● **Prompt 1**
Report every line in the entries below that contains the string "pipe". Matching is case-sensitive.
[START Extract provided]
Another fun thing that good friend Lyz pointed out is that John started this witty blog ( here ) that chronicles the last 90 plus days as a “starving artist”/ male model / playboy / bartender in the City. It’s insanely hilarious the more you read backwards, and slightly intriguing to see how a male model truly lives and some of the most random thoughts that go through his head.

Maybe we’ll see him on a few runways come Sept. Oh, ya, by the way, I’ll be in NYC Sept. 9 for Fashion Week..so dearest friends, let’s get together. Drink post-show champagne and gorge on Momofuku, ok?

Tonight debuted the first episode of Lifetime’s Project Runway. After all the blahhdity blah over legal disputes, I realized we hadn’t really heard much about the season itself. Well, other than the fact that this humble law-abiding citizen, above, was the first episode’s guest judge.
[END Extract provided]
[START Exercise input]
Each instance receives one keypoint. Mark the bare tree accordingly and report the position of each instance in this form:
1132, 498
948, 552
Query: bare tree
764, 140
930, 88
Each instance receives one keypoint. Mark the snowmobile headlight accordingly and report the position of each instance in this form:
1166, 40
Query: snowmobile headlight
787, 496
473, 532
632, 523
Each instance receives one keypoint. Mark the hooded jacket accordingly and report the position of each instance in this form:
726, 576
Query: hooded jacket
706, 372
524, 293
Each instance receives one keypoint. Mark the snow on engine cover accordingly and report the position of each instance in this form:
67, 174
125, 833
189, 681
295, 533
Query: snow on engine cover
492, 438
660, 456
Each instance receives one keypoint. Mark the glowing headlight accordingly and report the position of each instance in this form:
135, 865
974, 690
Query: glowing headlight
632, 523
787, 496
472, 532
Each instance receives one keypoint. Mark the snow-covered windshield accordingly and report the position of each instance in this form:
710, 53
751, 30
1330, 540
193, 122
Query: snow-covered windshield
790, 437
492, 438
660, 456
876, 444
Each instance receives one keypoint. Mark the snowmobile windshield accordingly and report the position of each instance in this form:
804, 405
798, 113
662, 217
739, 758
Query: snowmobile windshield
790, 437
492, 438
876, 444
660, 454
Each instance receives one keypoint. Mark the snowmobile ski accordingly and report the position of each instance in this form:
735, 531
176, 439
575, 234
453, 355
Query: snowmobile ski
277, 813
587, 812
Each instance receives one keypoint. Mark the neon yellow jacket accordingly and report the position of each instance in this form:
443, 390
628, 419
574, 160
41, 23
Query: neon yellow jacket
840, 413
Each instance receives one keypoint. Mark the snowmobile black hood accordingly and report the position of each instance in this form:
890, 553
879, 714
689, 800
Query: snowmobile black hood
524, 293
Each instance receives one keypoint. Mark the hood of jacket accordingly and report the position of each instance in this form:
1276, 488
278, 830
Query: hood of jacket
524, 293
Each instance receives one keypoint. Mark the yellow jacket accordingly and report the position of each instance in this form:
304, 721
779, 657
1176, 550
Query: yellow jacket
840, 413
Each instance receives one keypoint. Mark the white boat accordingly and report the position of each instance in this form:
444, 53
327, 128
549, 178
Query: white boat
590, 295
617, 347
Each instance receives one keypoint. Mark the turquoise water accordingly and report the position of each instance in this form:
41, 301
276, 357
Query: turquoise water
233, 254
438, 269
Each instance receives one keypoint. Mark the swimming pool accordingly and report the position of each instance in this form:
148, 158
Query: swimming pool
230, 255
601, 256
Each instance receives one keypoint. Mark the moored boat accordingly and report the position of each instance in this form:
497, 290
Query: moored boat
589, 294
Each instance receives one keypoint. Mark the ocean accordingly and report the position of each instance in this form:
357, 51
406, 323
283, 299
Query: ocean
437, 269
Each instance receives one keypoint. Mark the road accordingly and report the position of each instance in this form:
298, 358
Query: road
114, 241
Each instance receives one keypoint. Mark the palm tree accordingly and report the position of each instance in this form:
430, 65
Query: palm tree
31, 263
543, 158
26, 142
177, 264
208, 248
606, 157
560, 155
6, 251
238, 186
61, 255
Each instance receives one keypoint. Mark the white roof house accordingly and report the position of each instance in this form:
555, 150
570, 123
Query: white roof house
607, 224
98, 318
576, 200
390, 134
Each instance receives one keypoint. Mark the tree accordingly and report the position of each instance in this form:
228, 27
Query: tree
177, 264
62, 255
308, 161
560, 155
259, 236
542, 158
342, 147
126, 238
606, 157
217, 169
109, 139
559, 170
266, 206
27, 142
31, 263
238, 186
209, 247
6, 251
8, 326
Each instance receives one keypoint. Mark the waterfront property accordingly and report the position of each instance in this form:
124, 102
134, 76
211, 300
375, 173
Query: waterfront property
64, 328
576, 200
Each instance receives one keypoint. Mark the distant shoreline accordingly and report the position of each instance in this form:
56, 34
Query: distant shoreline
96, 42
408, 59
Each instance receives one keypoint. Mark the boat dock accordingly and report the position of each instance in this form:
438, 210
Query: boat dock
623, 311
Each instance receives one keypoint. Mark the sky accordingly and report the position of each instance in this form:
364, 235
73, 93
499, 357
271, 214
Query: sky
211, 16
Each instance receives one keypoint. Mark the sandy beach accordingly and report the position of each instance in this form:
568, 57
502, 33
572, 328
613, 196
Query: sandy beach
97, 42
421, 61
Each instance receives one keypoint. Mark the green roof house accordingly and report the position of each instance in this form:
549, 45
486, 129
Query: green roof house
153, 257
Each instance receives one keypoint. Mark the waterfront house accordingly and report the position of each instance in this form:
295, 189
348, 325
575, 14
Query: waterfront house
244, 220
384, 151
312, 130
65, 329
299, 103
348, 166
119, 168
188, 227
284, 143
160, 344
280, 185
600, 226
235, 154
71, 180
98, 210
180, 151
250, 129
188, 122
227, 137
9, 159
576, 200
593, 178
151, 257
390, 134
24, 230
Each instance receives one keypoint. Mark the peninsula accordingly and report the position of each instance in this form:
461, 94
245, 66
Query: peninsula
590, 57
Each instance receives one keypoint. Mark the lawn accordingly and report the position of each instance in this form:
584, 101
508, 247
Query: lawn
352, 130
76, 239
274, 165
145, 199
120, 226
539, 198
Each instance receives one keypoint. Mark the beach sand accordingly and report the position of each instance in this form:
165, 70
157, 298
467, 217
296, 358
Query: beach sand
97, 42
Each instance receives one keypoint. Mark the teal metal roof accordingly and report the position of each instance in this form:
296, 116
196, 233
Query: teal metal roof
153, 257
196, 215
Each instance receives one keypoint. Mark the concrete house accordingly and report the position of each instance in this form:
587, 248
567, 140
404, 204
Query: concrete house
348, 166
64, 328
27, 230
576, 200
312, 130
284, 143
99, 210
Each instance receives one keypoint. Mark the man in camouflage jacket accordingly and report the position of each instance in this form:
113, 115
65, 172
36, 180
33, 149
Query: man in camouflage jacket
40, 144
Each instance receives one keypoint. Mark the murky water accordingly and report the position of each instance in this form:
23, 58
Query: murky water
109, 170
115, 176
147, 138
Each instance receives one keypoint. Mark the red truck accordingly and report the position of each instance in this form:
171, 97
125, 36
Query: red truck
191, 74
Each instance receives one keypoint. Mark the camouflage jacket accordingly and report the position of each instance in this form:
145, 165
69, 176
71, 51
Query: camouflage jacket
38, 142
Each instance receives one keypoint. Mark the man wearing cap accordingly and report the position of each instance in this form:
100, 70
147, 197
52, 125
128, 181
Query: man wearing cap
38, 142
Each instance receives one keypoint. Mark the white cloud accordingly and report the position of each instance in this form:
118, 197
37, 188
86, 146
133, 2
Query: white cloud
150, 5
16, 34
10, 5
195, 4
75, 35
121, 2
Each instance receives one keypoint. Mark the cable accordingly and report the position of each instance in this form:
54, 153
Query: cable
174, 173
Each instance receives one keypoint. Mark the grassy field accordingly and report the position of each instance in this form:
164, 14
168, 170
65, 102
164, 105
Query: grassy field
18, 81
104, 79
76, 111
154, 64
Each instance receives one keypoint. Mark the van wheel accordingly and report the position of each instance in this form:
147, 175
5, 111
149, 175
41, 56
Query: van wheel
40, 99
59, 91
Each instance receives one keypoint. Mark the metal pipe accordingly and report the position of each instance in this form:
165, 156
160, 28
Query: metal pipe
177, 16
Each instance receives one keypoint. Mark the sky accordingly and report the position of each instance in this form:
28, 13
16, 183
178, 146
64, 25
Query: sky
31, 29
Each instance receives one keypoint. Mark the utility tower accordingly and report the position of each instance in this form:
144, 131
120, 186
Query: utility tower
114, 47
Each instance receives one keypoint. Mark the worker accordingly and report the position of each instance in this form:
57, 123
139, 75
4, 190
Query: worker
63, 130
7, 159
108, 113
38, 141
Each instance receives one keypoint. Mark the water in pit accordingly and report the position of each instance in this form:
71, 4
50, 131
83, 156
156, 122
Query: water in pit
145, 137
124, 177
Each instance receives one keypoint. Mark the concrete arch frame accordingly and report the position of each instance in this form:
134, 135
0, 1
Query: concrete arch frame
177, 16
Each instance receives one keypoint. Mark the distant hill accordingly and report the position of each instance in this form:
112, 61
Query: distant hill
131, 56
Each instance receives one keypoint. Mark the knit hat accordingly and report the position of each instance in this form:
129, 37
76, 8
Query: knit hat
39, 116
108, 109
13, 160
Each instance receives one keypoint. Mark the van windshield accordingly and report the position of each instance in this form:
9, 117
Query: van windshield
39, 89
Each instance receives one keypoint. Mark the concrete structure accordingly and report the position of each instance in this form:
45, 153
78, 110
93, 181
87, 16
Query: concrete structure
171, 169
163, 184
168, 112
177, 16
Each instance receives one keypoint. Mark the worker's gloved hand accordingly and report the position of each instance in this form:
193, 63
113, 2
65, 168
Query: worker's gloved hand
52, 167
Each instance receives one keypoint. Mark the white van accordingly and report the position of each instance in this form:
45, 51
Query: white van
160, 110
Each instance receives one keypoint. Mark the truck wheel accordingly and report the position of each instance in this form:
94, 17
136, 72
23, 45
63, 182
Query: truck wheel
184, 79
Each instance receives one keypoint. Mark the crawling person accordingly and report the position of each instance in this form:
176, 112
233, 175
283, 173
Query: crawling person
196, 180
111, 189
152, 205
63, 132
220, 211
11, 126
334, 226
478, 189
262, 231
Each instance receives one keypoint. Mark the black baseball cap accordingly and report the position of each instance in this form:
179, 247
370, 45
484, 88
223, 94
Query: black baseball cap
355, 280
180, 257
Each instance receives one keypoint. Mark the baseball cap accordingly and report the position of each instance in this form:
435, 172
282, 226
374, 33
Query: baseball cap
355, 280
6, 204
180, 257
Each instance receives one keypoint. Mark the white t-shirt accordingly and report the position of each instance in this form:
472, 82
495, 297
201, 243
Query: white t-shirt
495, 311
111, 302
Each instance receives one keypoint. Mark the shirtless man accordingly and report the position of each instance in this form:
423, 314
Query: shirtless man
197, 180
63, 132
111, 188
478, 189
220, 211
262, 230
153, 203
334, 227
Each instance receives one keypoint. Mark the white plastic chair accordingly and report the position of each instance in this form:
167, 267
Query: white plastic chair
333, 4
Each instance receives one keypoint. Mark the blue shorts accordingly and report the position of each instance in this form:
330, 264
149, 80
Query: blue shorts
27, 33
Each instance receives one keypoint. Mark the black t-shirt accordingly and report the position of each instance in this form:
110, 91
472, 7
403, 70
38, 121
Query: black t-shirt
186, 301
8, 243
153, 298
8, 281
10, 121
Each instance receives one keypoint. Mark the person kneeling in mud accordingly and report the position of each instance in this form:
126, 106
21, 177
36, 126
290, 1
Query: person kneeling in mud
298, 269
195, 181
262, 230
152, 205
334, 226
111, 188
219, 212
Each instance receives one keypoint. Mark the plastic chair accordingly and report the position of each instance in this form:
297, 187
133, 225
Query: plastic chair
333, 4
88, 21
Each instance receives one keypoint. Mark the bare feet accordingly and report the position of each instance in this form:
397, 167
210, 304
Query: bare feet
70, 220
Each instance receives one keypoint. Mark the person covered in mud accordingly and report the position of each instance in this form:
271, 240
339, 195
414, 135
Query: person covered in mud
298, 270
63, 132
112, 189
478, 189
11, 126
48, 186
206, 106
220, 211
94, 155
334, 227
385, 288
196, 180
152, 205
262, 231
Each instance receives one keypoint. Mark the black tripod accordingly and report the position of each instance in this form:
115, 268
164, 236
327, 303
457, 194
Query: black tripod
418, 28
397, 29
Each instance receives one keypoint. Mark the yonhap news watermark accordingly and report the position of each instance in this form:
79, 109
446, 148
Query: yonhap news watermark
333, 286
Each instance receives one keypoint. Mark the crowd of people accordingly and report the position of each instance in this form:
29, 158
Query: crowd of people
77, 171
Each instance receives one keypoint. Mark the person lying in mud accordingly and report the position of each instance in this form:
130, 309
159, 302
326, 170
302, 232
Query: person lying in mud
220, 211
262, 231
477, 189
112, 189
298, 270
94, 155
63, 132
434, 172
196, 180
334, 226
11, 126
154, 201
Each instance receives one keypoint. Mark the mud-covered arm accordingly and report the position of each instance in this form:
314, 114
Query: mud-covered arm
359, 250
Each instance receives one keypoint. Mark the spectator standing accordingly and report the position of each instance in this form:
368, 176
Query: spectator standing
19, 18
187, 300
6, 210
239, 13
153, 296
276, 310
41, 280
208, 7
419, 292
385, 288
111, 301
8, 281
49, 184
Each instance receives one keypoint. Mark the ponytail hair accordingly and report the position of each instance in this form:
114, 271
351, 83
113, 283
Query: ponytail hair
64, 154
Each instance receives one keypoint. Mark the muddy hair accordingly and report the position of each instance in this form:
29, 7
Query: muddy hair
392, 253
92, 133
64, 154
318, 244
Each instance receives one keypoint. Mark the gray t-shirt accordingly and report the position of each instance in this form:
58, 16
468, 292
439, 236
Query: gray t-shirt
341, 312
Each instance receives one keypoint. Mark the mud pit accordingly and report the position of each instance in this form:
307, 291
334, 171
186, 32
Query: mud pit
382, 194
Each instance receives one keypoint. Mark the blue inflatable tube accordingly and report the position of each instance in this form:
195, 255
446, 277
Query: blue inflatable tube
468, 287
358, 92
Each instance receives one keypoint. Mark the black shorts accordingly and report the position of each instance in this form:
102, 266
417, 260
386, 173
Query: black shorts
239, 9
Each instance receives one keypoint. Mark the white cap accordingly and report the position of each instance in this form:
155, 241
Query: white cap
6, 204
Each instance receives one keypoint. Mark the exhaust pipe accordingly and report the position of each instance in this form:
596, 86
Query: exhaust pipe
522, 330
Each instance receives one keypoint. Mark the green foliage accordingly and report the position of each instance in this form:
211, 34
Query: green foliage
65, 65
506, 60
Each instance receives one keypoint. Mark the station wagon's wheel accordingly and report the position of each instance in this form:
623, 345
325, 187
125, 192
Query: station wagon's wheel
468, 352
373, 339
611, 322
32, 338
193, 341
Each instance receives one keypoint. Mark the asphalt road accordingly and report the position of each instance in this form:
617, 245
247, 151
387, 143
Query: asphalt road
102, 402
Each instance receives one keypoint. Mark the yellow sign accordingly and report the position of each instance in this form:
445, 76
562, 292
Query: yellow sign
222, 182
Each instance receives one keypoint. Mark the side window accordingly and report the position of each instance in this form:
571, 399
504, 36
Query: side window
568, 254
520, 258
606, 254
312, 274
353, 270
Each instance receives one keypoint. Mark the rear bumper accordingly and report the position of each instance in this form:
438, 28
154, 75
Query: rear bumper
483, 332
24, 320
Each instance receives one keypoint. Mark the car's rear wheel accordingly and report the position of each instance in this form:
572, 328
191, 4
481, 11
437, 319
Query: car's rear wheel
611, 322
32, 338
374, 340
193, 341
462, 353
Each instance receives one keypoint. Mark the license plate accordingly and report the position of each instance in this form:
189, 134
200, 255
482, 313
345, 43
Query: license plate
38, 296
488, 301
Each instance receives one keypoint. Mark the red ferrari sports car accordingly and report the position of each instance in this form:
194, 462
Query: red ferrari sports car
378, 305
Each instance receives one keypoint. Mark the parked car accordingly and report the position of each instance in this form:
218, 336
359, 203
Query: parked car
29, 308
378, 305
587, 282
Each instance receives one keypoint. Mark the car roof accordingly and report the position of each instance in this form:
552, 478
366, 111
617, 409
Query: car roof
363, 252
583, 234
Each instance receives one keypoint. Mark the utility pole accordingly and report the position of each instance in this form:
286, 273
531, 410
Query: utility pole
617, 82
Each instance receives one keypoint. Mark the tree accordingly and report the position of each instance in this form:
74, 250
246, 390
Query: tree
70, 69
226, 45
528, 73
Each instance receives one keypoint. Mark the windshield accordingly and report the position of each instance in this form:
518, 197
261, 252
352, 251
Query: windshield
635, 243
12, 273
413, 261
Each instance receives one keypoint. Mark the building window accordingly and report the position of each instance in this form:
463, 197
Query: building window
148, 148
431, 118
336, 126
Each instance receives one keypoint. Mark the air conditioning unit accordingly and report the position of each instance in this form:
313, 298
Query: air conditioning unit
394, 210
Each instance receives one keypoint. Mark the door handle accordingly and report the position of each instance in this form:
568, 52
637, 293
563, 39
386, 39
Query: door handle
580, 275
[END Exercise input]
● **Prompt 2**
Write the next part of the blog post about Project Runway, starting right after its final sentence.

● **Written reply 1**
Each instance receives one keypoint. Mark the metal pipe accordingly and report the position of each instance in this form:
Query: metal pipe
Each instance receives one keypoint. Mark the exhaust pipe accordingly and report the position of each instance in this form:
Query: exhaust pipe

● **Written reply 2**
My question is, where did Lifetime find these people? This season’s contestants includes: a gay “man’s man” (in terms of the fact that he likes cars and…stuff?), a father with dread locks, a girl who claims Alexander McQueen called her “awesome”, a man who claims he designed a custom gown for Marchesa that was on the cover of Vogue (why would Marchesa, maker of custom gowns, have someone design a custom gown for them?), a recovering meth addict, the standard girl who loovves vintage, and a handful of designers who can be classified as middle age.

That’s right, everyone, it’s the fashion “Real World: L.A.” Speaking of L.A., whose grand idea was it to film at F.I.D.M. anyway? It must be the biggest pain in the backside for Nina and Michael to fly cross-country to look at poorly constructed clothing and pretend they might actually like it. Although, I guess it makes it easier for LiLo to stroll in wearing tights as pants and looking like she hasn’t slept in a week.

OK, enough is enough. I’ll just see the glimmer of hope that the first episode is just an opportunity to show the worst moments in the persuit of getting better throughout the season.

We’ll see.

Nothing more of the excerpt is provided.